- _Work instructions_:
Check each line below for "above" and say how many have it, with no other words.

______

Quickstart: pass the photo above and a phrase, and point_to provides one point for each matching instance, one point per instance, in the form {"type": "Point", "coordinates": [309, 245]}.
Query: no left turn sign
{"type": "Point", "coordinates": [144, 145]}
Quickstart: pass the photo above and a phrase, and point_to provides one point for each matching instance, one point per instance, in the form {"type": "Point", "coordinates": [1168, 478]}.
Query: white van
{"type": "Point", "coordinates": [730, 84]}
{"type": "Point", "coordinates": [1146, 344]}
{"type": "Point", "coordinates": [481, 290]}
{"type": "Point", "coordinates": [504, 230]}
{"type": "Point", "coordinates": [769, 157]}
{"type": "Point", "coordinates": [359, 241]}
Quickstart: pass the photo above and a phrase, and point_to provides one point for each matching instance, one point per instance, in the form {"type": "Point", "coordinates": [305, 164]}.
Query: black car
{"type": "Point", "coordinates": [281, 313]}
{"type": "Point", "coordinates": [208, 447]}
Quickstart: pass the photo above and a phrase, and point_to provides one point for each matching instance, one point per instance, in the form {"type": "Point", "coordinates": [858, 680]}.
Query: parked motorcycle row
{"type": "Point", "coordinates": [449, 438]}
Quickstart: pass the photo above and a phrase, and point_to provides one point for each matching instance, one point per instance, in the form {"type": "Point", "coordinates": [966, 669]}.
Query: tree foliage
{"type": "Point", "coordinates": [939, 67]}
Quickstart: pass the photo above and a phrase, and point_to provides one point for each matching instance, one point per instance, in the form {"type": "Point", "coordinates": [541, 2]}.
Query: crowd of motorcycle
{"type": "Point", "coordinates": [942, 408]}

______

- _Response to this exercise_:
6